**DIRECTION 1:**
According to the Riki Rachtman biography, what was the name of the Hollywood nightclub he owned?
**DIRECTION 2:**
Convert the records from the line containing "Task: point to each instance of the fire" through the end of the records into a numbered list, omitting any blank lines.

David Alan "Riki" Rachtman (born June 15, 1962) is an American television and radio personality. He is best known for his association with the late 1980s and early-to-mid 1990s hard rock and heavy metal scene, hosting MTV's Headbangers Ball from 1990 to the show's cancellation in 1995, and he was the owner of the Hollywood-based nightclub The Cathouse.

Career

Rock scene
Riki Rachtman grew up in Van Nuys, California but later moved to the Hollywood Hills. At the age of 16, Rachtman auditioned to sing in the band the Angry Samoans, and the next year he was in a band called the Fairlanes. In the late 1980s, Rachtman was lead vocalist of the L.A. metal act Virgin. In the 1990s, he spent over a year in a band called Battery Club, which toured with The Offspring.

Rachtman appears in Attack of Life: The Bang Tango Movie, which is a 2016 documentary film directed by Drew Fortier about 80s LA hard rock band Bang Tango.

Hosting
Before becoming a full-time VJ for Headbangers Ball, Rachtman made guest appearances as a fill-in and guest VJ for the show in 1989 while Adam Curry was still the main host for the program at that time. From 1990–1995, Rachtman hosted MTV's heavy metal show Headbangers Ball (replacing Curry) as a full-time VJ. His friend at the time, Axl Rose of Guns N' Roses, reportedly was instrumental in him getting the job at MTV. Despite having no TV experience during that time, he eventually got a job as a VJ on MTV after his successful performance during his audition at MTV studios in New York. Rachtman had a brief appearance as a wedding guest in Guns N' Roses' music video "November Rain".

From August 1993 to January 1996, Riki co-hosted the radio advice program Loveline with Doctor Drew Pinsky, before being joined by Adam Carolla in October 1995. The trio hosted together until Rachtman decided to leave and pursue other ventures in January 1996.

In 1999 and 2000, Rachtman worked for World Championship Wrestling as a backstage interviewer. During one episode, he was almost powerbombed by wrestler Kevin Nash. He also hosted Nitro, WCW's flagship program, parties across the country. Rachtman had previously appeared on WCW programming as a guest co-host for the May 30, 1992 edition of Saturday Night.

On the Los Angeles radio station KLSX, Rachtman hosted a show called 'Riki Rachtman Radio.' The show came to an abrupt end when he assaulted fellow KLSX show host Doug Steckler after Steckler insulted Rachtman's girlfriend at the time, adult-film actress Janine Lindemulder.

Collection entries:
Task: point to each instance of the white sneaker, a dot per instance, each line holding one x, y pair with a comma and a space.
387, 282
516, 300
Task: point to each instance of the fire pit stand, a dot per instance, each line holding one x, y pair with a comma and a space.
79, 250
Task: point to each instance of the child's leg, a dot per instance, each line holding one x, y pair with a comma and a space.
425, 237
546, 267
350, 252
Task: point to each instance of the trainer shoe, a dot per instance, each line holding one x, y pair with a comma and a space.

**CORRECT RESPONSE 1:**
The Cathouse

**CORRECT RESPONSE 2:**
1. Task: point to each instance of the fire pit stand, a dot per instance, each line holding one x, y pair with a comma and a space.
2. 79, 250
3. Task: point to each instance of the child's leg, a dot per instance, each line holding one x, y pair with a comma and a space.
4. 425, 237
5. 546, 267
6. 350, 252
7. Task: point to each instance of the trainer shoe, a dot per instance, each line holding one x, y pair with a comma and a space.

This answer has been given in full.